Most toolchains I know translate constants like "100.0" to double. Thus, your code most probably contains some unnecessary int-to-double and double-to-float conversions.
Except this is somehow hidden in project settings... The use of an "f" suffix (like "100.0f") would be more clear.

0 Dennis Eichmann over 9 years ago in reply to f. m.

Guru 74080 points

f. m. said:
Most toolchains I know translate constants like "100.0" to double.

Good catch!

You are absolutely right, this one is completely different:

#include "msp430g2955.h"
#include "stdint.h"

uint32_t adc_res = 38205;
float    test;

void main( void )
{
  WDTCTL = (WDTPW | WDTHOLD);	                 // Stop watchdog timer
  TA0CTL = (TASSEL_2 | ID_0 | MC_2 | TACLR);     // SMCLK, divider 1, continuous mode, clear

  // Test code begin
  test = ((adc_res * 100.0f) / 65535);
  test = ((test * 65535) / 100.0f);              // Calculation in float
  // Test code end

  TA0CTL = 0;                                    // Stop timer
	
  while( 1 );
}

This is 846 bytes of code only (was 4604). And it is 1526 cycles compared to 12289 without the f suffix. This now matches OCY's values for float.

What a difference! I didn't know that - thanks a lot! So only 64 bits increases the processing cycles and the code size that much.

Dennis

0 Ilmars over 9 years ago in reply to Dennis Eichmann

Guru 46710 points

Dennis Eichmann said:

Ilmars

Double float (64 bit) is expected to be slower than 64bit integer, not 32bit float.

Provided material>
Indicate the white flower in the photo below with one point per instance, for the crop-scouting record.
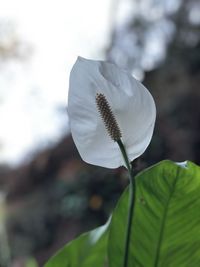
(131, 103)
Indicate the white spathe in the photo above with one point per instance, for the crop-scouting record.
(131, 103)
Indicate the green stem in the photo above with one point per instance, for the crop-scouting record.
(131, 202)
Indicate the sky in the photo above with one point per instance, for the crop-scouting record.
(33, 93)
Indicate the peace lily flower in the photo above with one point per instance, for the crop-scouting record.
(106, 103)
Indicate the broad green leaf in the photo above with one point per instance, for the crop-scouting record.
(166, 221)
(90, 249)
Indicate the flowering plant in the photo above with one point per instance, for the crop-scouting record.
(112, 118)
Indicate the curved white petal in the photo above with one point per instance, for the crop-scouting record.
(131, 103)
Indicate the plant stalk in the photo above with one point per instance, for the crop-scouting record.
(131, 202)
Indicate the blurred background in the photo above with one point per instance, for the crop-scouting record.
(48, 195)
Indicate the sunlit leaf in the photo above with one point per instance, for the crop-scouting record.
(166, 222)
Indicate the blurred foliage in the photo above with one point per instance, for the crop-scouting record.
(57, 196)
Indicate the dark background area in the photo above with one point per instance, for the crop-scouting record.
(57, 196)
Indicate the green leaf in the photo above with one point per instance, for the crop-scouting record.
(90, 249)
(166, 221)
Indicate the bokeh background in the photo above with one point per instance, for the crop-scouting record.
(48, 195)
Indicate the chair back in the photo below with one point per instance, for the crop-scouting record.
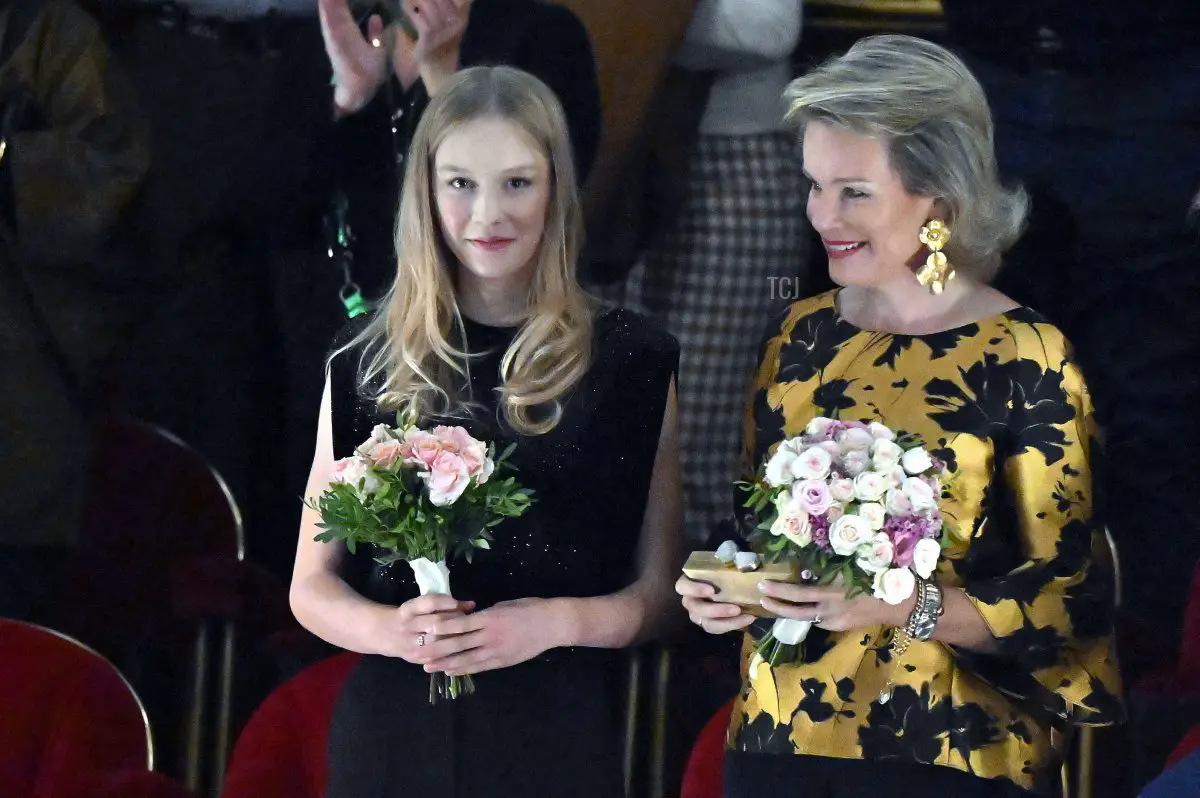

Tasks to perform>
**a.** In the forum thread about float constants on the MSP430, copy the stretch from "0 Dennis Eichmann" through "Good catch!".
**b.** In the forum thread about float constants, how many cycles did the test code take once the f suffix was added?
**c.** Continue the forum thread about float constants on the MSP430 from where it stops.

Answers for the tasks>
**a.**
0 Dennis Eichmann over 9 years ago in reply to f. m.

Guru 74080 points

f. m. said:
Most toolchains I know translate constants like "100.0" to double.

Good catch!

**b.** 1526 cycles

**c.**
I would have expected the integer calculations (even 64 bit) to be faster than any floating point operation.

You think floating point is evil, actually it is not :) Most of (fixed point CPU) cycles goes into multiply operation anyway. Normalization of result and exponent addition overhead does not takes so much.

0 Dennis Eichmann over 9 years ago in reply to Ilmars

Guru 74080 points

Yes, actually it is not too bad, that's right. Unfortunately this is my lack of knowledge about how those operations are performed on hardware level.

0 Alexey Bagaev over 9 years ago in reply to Dennis Eichmann

Genius 5505 points

Despite MSP430 was based on very old MCU technology, some hardware additions in specific situations can increase performance efficiency of MCU even higher than based on ARM Cortex M4F, which can execute 32-bit floating point multiplication as low as at 1 clock cycle.

0 f. m. over 9 years ago in reply to Ilmars

Guru 11940 points

You think floating point is evil, actually it is not :)

But one should keep in mind that single precision floating point is not very accurate - it has just a 24 bit mantissa. If you don't take advantage of the big "swing" of the exponent, you stand to lose, compared to 32 bit integer.

Sometimes (e.g. for FIR/IIR algorithms), single-precision can even break the implementation.

0 Alexey Bagaev over 9 years ago

Genius 5505 points

I see someone completely disagree with my statements. That is OK. I have what I want, that's quite enough for me.
Cheers!

0 Dennis Eichmann over 9 years ago in reply to Alexey Bagaev

Guru 74080 points

Alexey Bagaev said:
I see someone completely disagree with my statements. That is OK. I have what I want, that's quite enough for me.

Alexey, what do you mean?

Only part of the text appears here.